* Listed entries
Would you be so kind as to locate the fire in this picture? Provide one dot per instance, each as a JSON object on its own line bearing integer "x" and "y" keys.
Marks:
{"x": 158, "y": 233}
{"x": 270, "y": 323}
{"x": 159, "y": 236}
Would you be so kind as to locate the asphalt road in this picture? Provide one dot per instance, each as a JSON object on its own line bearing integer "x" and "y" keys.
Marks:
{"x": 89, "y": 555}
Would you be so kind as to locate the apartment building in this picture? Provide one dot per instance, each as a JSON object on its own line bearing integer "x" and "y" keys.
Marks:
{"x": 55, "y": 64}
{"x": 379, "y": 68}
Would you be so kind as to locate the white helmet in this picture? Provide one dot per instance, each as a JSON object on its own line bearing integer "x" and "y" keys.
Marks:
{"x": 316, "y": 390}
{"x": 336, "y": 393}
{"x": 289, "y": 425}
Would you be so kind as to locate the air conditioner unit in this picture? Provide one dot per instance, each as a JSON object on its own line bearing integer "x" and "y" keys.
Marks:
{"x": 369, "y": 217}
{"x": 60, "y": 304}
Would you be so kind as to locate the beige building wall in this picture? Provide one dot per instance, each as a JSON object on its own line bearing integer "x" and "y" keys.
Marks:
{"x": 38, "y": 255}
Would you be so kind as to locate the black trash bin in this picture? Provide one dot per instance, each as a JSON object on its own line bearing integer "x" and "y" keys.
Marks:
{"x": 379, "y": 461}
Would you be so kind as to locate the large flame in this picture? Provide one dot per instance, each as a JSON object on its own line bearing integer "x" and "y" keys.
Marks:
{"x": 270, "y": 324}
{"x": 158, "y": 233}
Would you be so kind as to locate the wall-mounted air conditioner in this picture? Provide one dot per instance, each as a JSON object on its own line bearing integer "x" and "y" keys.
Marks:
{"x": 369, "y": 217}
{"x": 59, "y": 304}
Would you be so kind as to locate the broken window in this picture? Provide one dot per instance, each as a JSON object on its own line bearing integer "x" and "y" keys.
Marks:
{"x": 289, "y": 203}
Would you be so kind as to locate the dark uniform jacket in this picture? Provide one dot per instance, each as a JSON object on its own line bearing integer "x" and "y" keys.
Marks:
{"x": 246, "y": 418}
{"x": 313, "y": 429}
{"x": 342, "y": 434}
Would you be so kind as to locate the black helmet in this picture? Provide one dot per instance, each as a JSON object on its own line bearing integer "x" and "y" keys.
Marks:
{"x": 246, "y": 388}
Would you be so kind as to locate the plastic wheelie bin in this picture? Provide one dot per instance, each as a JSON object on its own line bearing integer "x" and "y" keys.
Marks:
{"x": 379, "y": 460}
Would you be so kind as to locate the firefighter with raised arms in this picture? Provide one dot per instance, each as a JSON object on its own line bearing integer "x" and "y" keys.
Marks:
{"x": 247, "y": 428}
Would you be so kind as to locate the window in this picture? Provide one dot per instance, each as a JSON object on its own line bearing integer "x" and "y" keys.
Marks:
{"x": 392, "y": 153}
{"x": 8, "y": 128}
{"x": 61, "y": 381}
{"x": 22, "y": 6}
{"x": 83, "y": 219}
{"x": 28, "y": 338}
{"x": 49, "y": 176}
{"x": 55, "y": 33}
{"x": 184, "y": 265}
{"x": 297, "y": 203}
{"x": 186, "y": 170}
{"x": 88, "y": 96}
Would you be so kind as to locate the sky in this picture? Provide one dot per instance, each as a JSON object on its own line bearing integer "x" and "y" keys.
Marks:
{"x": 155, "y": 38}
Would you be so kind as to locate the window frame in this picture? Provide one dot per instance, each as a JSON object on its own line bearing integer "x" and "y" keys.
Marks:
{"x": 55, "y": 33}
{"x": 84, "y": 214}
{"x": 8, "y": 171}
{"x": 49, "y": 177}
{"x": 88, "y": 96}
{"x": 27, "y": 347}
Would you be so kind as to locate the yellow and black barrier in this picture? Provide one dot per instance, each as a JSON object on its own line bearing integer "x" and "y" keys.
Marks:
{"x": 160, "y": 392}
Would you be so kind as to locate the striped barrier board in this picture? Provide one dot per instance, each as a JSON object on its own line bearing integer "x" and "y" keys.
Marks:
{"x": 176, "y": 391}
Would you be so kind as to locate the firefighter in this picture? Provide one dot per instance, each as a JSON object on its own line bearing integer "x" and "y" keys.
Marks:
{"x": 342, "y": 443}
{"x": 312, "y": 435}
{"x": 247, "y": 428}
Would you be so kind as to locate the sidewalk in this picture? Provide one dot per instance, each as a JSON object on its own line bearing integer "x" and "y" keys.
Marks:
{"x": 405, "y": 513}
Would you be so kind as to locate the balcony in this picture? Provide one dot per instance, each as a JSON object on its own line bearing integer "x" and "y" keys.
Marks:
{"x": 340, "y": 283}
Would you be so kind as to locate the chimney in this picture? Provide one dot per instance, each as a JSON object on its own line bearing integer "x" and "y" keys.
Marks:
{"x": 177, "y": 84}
...
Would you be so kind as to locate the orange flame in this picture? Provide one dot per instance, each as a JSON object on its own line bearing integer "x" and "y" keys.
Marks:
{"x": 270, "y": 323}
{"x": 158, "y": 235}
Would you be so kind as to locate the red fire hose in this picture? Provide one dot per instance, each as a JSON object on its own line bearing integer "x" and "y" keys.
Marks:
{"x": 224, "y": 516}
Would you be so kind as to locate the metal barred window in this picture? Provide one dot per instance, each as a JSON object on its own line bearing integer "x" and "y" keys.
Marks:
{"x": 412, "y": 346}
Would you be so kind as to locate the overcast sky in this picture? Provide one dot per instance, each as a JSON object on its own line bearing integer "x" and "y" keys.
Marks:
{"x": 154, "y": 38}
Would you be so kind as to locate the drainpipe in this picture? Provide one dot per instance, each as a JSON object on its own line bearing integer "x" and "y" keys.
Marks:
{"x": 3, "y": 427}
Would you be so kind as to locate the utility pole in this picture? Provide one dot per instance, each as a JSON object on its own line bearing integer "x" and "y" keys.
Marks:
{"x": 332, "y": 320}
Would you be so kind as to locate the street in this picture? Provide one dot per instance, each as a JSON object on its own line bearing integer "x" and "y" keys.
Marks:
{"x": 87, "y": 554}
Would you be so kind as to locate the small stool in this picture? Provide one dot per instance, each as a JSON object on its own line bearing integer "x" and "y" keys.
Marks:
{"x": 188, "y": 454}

* Exercise brief
Pick out and copy every line of the entries above that contains the word "barrier", matching case exactly.

* Worked answer
Would you be so kind as to locate the yellow and black barrier in this picture? Provide one dot per instance, each as a JSON object on its own line bearing integer "x" and "y" keys.
Would you be so kind as to locate the striped barrier board in this picture? Provide one dot per instance, each as a JSON object on its own line bearing integer "x" and "y" keys.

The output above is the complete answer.